[Opening SUPPLIED TEXT section]

With 17 days left in the federal election campaign, Conservative leader Erin O’Toole made a stop on the North Shore Friday night to offer a boost to local candidates and supporters.
O’Toole met with local Conservatives at an event in North Vancouver’s Maplewood neighbourhood.
The campaign stop came as Conservatives have seen a recent upward trend in polls in British Columbia. Seats on the North Shore are among those the party is hoping to win back in key suburban areas in British Columbia.
A Conservative stronghold in the past, North Shore ridings flipped to the Liberals in 2015. Liberals held on to those seats in 2019.
Gerald Baier, a North Shore resident and professor of political science at the University of British Columbia, said O’Toole’s stop on the North Shore is indicative of the party’s desire to win back those seats. “We have 17 days left, so every place they go is very symbolic of where they're hoping to make gains,” he said.
Greg Lyle, a resident of the West Vancouver - Sunshine Coast - Sea to Sky riding, and president of Innovative Research polling, said the North Shore seats are traditional swing seats between the Liberals and Tories.
He said North Shore seats are crucial because “if you look at the pattern of the last 20 years, you just do not form government if you do not have a North Shore seat,” he said.
Generally, “The three of them go to the winning party.”
In an interview shortly before heading out to meet North Shore supporters, O’Toole said the biggest issues facing the North Shore include economic recovery post-COVID and the housing crisis.
“We’re in a really difficult spot. The economy is shrinking and debt is going up,” he said.
Helping hard-hit sectors like tourism is important but so is balancing the books long term, he said.
“We want to help people in the short term, but we have to get the massive spending under control because there's real risks of inflation leading to interest rate increases, and Canada will be in a debt crisis,” O'Toole said.

[Closing SUPPLIED TEXT section]
[Opening RAW DATA section]

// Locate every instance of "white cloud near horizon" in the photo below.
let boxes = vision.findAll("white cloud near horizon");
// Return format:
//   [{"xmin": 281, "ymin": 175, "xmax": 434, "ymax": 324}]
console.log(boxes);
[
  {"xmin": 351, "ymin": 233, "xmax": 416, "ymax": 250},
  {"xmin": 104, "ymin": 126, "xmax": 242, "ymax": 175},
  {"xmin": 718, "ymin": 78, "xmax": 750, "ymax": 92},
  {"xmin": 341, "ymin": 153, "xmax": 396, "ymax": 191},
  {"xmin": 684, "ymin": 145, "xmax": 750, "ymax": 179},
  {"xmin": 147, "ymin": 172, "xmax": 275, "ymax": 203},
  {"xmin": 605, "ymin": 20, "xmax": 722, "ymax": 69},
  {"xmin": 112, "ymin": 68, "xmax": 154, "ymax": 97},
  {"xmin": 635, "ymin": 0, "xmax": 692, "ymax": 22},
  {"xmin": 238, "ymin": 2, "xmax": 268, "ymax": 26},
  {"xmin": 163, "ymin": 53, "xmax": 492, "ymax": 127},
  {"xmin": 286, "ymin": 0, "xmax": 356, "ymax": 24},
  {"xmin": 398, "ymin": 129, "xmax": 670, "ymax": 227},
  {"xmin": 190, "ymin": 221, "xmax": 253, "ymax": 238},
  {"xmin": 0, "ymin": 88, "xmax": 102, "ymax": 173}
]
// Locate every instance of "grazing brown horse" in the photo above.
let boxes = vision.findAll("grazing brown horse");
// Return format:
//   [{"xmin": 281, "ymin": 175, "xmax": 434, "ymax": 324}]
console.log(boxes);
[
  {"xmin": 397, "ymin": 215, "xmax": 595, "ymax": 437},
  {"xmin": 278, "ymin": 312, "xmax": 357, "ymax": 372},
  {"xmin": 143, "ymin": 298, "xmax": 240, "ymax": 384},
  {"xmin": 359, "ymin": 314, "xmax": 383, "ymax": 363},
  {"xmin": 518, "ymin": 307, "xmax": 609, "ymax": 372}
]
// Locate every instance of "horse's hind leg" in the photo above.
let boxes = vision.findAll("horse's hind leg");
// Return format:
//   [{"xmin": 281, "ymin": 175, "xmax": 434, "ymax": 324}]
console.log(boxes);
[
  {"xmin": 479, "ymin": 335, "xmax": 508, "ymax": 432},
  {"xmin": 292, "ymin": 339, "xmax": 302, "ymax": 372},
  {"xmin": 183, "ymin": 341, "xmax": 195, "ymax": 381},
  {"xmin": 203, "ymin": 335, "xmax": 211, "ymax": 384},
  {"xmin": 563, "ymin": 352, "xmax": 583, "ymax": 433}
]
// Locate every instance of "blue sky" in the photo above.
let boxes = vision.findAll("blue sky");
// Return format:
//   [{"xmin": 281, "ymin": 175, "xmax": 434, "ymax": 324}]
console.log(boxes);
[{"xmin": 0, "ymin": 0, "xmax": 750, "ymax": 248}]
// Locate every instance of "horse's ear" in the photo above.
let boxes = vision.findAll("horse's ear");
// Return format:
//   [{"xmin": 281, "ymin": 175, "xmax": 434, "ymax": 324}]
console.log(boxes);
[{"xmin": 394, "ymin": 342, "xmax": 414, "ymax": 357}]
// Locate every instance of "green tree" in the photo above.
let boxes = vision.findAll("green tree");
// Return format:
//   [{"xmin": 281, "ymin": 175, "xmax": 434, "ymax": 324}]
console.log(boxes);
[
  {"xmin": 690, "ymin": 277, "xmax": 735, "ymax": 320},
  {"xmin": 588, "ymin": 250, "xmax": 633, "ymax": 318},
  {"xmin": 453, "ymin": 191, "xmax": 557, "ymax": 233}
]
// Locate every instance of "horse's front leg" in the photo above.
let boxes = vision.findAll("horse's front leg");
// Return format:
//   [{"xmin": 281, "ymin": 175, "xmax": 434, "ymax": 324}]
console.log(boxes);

[Closing RAW DATA section]

BRIEF -
From the article on Erin O'Toole's North Shore campaign stop, output verbatim the stretch from "In an interview" through "the housing crisis.". The data bears no relation to the article.

EXERCISE SOLUTION -
In an interview shortly before heading out to meet North Shore supporters, O’Toole said the biggest issues facing the North Shore include economic recovery post-COVID and the housing crisis.